_Given information:_
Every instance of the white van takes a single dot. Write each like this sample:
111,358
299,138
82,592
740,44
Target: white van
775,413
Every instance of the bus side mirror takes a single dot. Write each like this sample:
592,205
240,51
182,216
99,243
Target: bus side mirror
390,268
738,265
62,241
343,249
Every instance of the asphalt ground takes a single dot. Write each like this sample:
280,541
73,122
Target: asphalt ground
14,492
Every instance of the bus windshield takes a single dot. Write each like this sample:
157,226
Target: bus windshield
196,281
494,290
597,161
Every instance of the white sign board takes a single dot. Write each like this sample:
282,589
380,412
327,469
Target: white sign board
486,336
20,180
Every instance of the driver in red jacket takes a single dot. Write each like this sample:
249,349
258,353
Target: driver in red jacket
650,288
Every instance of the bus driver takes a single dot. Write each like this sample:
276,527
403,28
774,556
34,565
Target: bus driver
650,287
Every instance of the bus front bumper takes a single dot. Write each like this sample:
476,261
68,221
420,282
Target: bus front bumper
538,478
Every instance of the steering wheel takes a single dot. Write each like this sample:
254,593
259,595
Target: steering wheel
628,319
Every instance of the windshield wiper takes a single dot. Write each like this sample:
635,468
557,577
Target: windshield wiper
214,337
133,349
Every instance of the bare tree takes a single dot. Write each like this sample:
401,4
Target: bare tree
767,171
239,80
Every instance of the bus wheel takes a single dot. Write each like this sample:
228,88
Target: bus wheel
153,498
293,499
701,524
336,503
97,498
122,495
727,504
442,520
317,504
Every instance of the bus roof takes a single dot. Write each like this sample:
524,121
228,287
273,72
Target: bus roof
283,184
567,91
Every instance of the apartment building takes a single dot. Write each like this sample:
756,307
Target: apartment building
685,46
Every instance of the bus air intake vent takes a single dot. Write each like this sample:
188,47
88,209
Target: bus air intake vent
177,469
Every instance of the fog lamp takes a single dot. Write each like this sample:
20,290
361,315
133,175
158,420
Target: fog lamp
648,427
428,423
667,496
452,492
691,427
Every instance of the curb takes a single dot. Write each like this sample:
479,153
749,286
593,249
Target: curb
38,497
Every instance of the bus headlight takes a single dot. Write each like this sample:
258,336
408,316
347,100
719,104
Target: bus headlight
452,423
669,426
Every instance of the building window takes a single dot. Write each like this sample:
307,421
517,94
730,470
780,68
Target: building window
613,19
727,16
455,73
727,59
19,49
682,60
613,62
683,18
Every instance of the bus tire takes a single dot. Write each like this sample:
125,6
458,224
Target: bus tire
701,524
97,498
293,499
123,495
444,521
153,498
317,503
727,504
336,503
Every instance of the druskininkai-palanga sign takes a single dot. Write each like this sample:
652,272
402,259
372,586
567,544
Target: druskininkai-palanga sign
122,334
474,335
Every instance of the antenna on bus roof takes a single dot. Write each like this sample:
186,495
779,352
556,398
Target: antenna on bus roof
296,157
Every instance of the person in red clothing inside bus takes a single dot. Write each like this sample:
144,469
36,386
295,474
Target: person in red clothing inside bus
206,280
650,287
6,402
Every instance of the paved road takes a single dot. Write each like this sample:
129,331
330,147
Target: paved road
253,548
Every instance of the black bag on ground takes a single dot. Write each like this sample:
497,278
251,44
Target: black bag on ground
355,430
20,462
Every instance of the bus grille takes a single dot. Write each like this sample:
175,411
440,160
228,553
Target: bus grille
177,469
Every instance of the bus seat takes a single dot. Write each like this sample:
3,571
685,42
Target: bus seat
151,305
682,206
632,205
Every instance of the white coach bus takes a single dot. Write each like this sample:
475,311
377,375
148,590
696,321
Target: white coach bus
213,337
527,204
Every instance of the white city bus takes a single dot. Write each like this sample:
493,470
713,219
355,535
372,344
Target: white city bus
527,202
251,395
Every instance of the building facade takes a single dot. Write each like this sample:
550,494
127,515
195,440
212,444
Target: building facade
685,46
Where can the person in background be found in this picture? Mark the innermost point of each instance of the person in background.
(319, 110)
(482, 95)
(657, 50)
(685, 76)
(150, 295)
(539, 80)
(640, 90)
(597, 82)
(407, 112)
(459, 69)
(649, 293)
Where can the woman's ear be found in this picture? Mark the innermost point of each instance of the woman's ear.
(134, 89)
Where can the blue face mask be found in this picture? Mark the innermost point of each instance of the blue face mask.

_What is expected:_ Give back the data exactly.

_Solution for this task:_
Every instance of the white van takes a single dot. Write each like this sample:
111,358
299,138
82,592
740,44
Target: white van
775,413
Every instance of the bus side mirror takes a single dot. Write each like this sample:
592,205
240,51
182,216
99,243
Target: bus side mirror
390,268
738,265
62,241
343,249
Every instance of the asphalt ground takes a single dot. Write each like this sample:
280,541
73,122
Target: asphalt ground
14,492
Every instance of the bus windshield takes a single dot. Write each like this sample:
157,226
Target: bus windshield
196,281
494,290
597,161
Every instance of the white sign board takes a single dot. Write each like this sample:
282,589
380,412
327,469
Target: white sign board
486,336
20,180
Every instance of the driver in red jacket takes a single dot. Write each like this sample:
249,349
258,353
Target: driver in red jacket
650,288
Every instance of the bus driver takes a single dot. Write each like this sample:
276,527
403,28
774,556
34,565
Target: bus driver
650,287
Every instance of the bus front bumper takes a single dot. Write each like this sample:
476,261
68,221
420,282
Target: bus front bumper
538,478
Every instance of the steering wheel takes a single dot. Write each like this sample:
254,593
259,595
Target: steering wheel
628,319
Every instance of the windshield wiper takes a single dot. Write each like this sample:
635,468
557,577
Target: windshield wiper
214,337
133,349
Every instance of the bare tree takes a single dot. Write each like this sample:
401,4
Target: bare tree
767,171
239,80
Every instance of the bus wheel takes a single dot. Write each like this sample:
228,88
Target: bus wheel
153,498
293,499
701,524
336,503
97,498
122,495
727,504
442,520
317,504
Every instance of the bus roof takes a single dot. Write each like this sample:
524,121
228,287
273,72
Target: bus roof
283,184
567,91
Every instance of the apartment building takes a single dot. Write each like this sample:
756,307
Target: apartment building
685,46
Every instance of the bus air intake vent takes a single dot. Write each like this sample:
188,47
88,209
Target: bus air intake vent
177,469
Every instance of the fog lamp takes a single dot. Write each like this sample:
20,290
361,315
133,175
158,420
Target: fog lamp
648,427
428,423
667,496
452,492
691,427
Every instance of the curb takes a single dot. Write each like this sample:
479,153
749,286
593,249
Target: curb
38,497
Every instance of the bus headlight takes a single dot. Write each like this sample:
258,336
408,316
347,100
719,104
Target: bus headlight
452,423
669,426
Every instance of the building window takes a single dot. Write each like this sample:
307,421
517,94
730,470
780,68
Target: building window
613,19
727,16
455,73
727,59
19,49
682,60
613,62
683,18
Every instance of the bus tire takes a single dot. Write each like this sample:
125,6
458,224
Target: bus tire
701,524
97,498
293,499
123,495
444,521
153,498
317,503
727,504
336,503
Every instance of the druskininkai-palanga sign takes a single dot. Write each like this sample:
652,272
402,259
372,586
567,544
Target: druskininkai-palanga sign
122,334
474,335
Every instance of the antenna on bus roof takes a single dot. Write each like this sample:
186,495
779,352
556,398
Target: antenna on bus roof
296,157
Every instance of the person in red clothing inside bus takes a single dot. Write each like this sample:
144,469
36,386
295,474
Target: person in red clothing inside bus
206,280
650,287
6,402
Every instance of the paved road takes a single dot. Write each like this sample:
129,331
330,147
Target: paved road
253,548
Every instance of the black bag on ground takes a single dot. Write each like this sample:
497,278
251,44
Target: black bag on ground
355,430
20,462
Every instance of the bus grille takes a single dot. Write each like this sample:
175,411
440,160
228,553
Target: bus grille
177,469
Every instance of the bus seat takes a single dot. Write each like this sample:
3,571
685,42
Target: bus seat
151,305
682,206
632,205
Every instance of the white coach bus takes a single dot. Write each like this sample:
475,311
377,375
148,590
696,321
Target: white coach bus
213,337
527,204
Every instance of the white city bus takes a single dot. Write each like this sample:
493,470
713,219
355,535
372,344
Target: white city bus
527,202
251,395
Every instance of the building facade takes a single dot. Write each like this sample:
550,494
127,515
195,440
212,444
Target: building facade
685,46
Where can the person in background be found in this picture? Mark the innermost point of each instance of the person in background.
(319, 110)
(482, 95)
(657, 50)
(685, 76)
(150, 295)
(539, 80)
(640, 90)
(597, 82)
(407, 112)
(459, 69)
(649, 293)
Where can the woman's ear be found in this picture? Mark the innermost point of each instance of the woman's ear.
(134, 89)
Where can the blue face mask be found in this picture? Mark the innermost point of each instance of the blue face mask.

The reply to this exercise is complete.